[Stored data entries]
::::
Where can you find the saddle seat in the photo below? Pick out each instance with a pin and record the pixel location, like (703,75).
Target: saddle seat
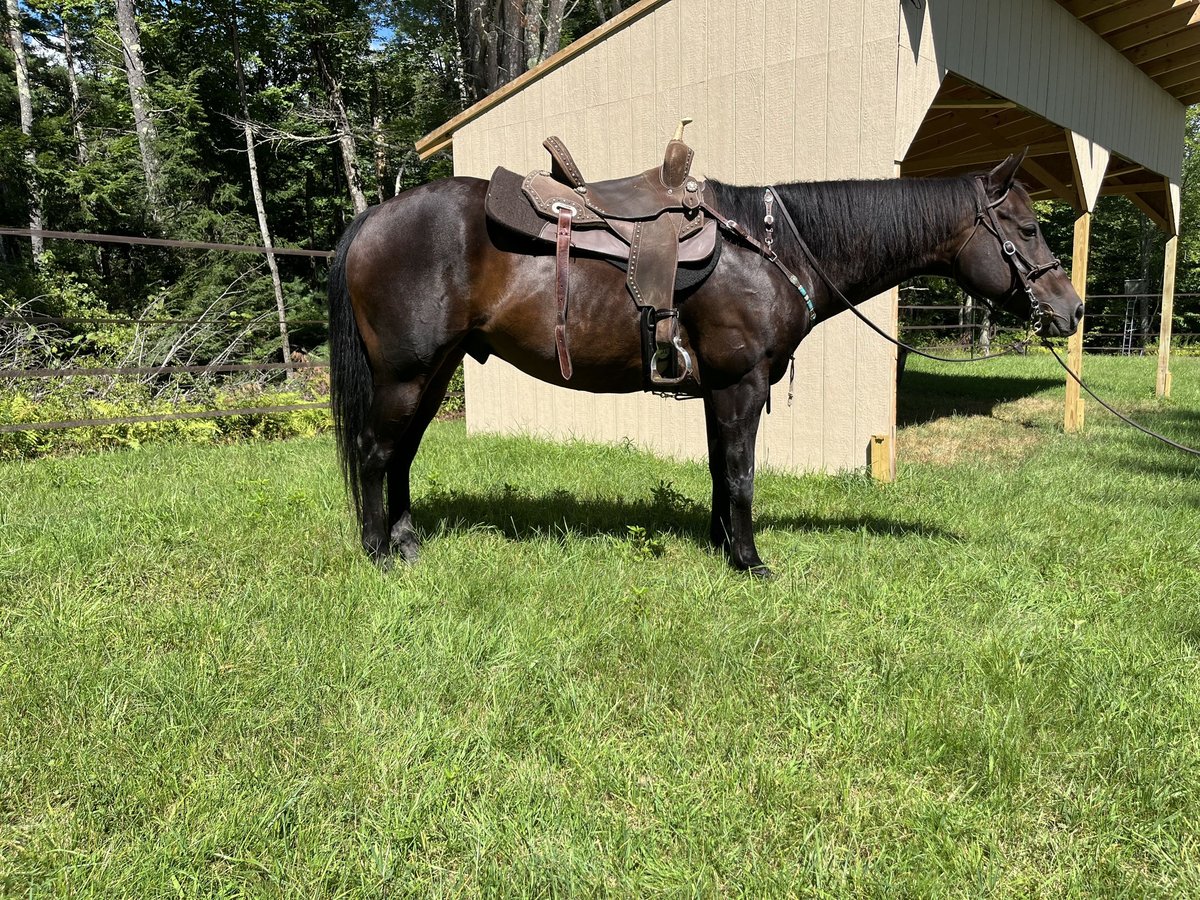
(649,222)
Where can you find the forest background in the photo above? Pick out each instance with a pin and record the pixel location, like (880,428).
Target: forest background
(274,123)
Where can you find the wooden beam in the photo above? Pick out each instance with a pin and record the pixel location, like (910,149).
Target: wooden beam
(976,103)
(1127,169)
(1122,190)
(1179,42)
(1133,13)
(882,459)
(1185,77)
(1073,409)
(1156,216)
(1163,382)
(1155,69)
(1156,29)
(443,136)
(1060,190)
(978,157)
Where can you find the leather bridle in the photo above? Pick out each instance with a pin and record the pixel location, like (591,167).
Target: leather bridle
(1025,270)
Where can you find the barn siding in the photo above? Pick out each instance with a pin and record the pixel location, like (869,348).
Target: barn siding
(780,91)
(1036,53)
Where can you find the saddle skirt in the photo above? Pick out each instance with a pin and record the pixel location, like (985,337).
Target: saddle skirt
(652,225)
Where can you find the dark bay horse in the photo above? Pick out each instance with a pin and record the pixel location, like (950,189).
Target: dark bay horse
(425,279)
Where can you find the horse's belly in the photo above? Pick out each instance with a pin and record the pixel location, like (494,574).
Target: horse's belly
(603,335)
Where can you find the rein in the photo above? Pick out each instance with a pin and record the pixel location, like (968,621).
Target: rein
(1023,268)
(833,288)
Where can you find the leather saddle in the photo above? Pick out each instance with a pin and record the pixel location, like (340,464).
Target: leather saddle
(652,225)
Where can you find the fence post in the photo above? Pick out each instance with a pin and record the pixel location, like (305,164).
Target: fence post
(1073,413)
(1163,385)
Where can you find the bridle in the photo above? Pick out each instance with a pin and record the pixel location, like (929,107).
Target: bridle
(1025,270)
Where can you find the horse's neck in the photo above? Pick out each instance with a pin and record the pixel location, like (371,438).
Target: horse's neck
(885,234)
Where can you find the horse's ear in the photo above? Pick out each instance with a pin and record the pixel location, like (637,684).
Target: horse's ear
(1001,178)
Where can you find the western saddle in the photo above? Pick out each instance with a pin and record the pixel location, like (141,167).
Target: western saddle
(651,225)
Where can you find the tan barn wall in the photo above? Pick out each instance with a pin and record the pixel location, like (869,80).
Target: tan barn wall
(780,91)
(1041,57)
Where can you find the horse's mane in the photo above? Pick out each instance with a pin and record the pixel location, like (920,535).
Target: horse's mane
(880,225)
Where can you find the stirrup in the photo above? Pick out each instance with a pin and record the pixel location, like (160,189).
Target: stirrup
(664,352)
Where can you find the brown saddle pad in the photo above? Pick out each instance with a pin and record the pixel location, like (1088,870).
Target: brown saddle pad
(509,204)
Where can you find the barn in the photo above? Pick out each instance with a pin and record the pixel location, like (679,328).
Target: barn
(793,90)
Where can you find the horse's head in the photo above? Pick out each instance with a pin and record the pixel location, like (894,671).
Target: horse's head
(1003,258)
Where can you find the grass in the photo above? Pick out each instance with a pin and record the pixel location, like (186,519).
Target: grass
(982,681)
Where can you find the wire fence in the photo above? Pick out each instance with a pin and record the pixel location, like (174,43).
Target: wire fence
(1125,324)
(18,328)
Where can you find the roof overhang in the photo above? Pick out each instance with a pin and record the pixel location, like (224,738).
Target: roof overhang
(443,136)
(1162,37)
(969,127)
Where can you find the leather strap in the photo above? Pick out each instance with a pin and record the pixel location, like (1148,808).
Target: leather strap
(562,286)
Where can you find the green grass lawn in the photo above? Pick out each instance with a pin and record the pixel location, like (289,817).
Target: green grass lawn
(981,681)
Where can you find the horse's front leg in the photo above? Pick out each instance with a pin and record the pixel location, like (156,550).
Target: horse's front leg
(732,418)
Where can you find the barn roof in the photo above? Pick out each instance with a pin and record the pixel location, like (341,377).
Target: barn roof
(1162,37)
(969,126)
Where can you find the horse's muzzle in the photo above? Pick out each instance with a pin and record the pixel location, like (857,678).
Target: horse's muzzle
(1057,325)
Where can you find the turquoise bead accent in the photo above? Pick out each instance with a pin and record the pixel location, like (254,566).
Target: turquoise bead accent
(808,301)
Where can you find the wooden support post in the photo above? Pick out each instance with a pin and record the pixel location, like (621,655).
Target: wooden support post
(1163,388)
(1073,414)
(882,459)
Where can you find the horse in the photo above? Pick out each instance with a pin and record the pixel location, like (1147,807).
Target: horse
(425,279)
::::
Problem statement:
Where the records above contain a line with "Target: turquoise bead accent", repeat that line and each later line through the end, exactly, and nothing more.

Expected answer:
Target: turquoise bead accent
(808,301)
Where can you find the wooden support post in the photo above? Pick out each instance with a pin and record the pixel location, like (621,655).
Target: wooden support post
(1163,388)
(1073,414)
(882,459)
Where can you find the horse in the photo above? Pick out each instance with a pin and record the pixel location, like (1147,807).
Target: horse
(425,279)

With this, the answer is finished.